Region pointing data
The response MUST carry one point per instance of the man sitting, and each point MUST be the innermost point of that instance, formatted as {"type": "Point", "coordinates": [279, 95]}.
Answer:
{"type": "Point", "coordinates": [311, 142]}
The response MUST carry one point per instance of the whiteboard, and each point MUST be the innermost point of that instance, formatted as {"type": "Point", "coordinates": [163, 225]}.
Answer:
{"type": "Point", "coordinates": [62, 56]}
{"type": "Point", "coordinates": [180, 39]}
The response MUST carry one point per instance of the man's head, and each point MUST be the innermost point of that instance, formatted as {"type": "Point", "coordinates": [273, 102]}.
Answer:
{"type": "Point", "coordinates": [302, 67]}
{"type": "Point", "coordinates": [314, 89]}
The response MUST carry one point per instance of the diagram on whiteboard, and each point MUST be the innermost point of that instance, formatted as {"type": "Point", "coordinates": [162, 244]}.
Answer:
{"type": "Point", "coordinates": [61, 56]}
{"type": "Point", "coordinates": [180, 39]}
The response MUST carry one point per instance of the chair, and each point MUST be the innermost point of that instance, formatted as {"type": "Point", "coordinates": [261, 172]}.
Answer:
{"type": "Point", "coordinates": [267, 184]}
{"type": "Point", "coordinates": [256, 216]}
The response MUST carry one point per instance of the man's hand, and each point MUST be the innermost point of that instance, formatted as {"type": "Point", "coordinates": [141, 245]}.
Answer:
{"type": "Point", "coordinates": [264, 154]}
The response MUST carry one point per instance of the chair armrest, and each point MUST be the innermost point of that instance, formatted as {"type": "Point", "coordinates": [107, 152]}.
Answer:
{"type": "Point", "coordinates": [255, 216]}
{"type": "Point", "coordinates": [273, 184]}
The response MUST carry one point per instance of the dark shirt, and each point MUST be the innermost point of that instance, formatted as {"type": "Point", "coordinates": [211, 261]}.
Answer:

> **WHAT THIS TASK INVOLVES**:
Return the records exactly, character for character.

> **EXERCISE SOLUTION**:
The response MUST carry one point per instance of the man sitting, and each point MUST be the innermost point of that instance, formatted as {"type": "Point", "coordinates": [279, 95]}.
Answer:
{"type": "Point", "coordinates": [311, 142]}
The response MUST carry one point per instance of the whiteboard, and each point MUST be the innermost point of that instance, formatted as {"type": "Point", "coordinates": [163, 225]}.
Answer:
{"type": "Point", "coordinates": [62, 56]}
{"type": "Point", "coordinates": [180, 39]}
The response MUST carry one point per instance of the man's head, and each point MUST be the innermost point of that instance, formatted as {"type": "Point", "coordinates": [273, 102]}.
Answer:
{"type": "Point", "coordinates": [302, 67]}
{"type": "Point", "coordinates": [314, 89]}
The response MUST carry one point per instance of the diagram on whiteboard, and each point MUST be the innermost point of that instance, formatted as {"type": "Point", "coordinates": [162, 244]}.
Answer:
{"type": "Point", "coordinates": [61, 56]}
{"type": "Point", "coordinates": [180, 39]}
The response MUST carry one point per instance of the chair, and each point MUST be the innermost point of that instance, formatted as {"type": "Point", "coordinates": [261, 172]}.
Answer:
{"type": "Point", "coordinates": [267, 184]}
{"type": "Point", "coordinates": [256, 216]}
The response MUST carry one point per instance of the man's hand, and each point MUST be the innermost point of that instance, formatted as {"type": "Point", "coordinates": [141, 245]}.
Answer:
{"type": "Point", "coordinates": [264, 154]}
The response MUST carry one point per instance of the chair armrest, and each point MUST be the innermost point of that instance, formatted as {"type": "Point", "coordinates": [107, 152]}.
Answer:
{"type": "Point", "coordinates": [255, 216]}
{"type": "Point", "coordinates": [273, 184]}
The response MUST carry one point per instance of the dark shirt, and each point MUST be the innermost point of that instance, formatted as {"type": "Point", "coordinates": [211, 261]}.
Answer:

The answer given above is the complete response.